DIRECTIONS: How many lines in the data below contain the string "person", with case counting? Reply with the number alone.

SUPPLIED DATA:
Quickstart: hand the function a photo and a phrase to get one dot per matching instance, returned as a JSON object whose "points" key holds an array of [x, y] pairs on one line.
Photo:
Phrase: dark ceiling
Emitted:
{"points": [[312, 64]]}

--

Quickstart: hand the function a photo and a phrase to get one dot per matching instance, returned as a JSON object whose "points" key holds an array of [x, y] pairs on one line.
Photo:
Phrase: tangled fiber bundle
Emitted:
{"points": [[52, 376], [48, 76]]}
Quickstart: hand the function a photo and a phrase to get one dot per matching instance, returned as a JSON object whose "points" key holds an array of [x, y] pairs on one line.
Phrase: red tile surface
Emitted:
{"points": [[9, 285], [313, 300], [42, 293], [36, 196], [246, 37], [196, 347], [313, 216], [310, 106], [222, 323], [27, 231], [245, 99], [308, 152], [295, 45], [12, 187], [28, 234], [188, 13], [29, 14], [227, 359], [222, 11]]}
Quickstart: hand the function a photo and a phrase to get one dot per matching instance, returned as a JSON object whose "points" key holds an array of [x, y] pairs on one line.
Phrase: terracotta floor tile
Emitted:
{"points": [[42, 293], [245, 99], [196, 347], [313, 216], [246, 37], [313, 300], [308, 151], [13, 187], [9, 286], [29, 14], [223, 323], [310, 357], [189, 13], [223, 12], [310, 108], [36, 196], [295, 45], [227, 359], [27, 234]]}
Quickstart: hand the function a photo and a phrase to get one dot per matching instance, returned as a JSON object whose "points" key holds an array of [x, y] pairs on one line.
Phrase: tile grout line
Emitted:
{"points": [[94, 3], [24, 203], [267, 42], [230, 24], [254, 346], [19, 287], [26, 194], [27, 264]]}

==

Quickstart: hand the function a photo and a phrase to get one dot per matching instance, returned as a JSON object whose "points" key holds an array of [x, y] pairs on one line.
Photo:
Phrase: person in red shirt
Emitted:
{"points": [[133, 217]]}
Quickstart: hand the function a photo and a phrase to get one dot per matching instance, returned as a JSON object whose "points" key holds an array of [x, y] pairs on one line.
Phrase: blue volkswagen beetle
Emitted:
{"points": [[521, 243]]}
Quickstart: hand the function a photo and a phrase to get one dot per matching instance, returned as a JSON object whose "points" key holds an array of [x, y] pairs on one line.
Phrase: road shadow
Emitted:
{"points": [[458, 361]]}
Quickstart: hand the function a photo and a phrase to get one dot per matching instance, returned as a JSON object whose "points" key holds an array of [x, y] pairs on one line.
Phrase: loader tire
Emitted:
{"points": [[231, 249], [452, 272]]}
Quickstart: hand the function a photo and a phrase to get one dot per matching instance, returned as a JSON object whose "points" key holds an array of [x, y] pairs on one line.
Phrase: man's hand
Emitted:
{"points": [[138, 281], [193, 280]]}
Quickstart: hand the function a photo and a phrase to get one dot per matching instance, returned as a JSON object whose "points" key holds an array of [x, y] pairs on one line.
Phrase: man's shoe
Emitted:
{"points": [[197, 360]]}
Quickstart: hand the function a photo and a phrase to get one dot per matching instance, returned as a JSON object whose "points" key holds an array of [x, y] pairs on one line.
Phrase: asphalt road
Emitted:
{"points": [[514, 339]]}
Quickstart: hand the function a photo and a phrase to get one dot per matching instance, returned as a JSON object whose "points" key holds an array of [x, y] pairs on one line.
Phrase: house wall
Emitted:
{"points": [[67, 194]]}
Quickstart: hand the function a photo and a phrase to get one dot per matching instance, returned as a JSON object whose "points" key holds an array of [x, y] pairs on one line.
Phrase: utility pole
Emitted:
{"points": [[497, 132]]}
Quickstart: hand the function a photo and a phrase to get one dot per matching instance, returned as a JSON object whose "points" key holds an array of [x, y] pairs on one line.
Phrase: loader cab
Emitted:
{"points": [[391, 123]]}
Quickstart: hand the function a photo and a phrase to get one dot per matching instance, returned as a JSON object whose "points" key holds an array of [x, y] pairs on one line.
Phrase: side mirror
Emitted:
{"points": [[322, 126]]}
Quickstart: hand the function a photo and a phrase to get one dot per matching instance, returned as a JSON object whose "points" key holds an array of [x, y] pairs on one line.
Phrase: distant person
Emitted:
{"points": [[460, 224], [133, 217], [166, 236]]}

FINISHED ANSWER: 2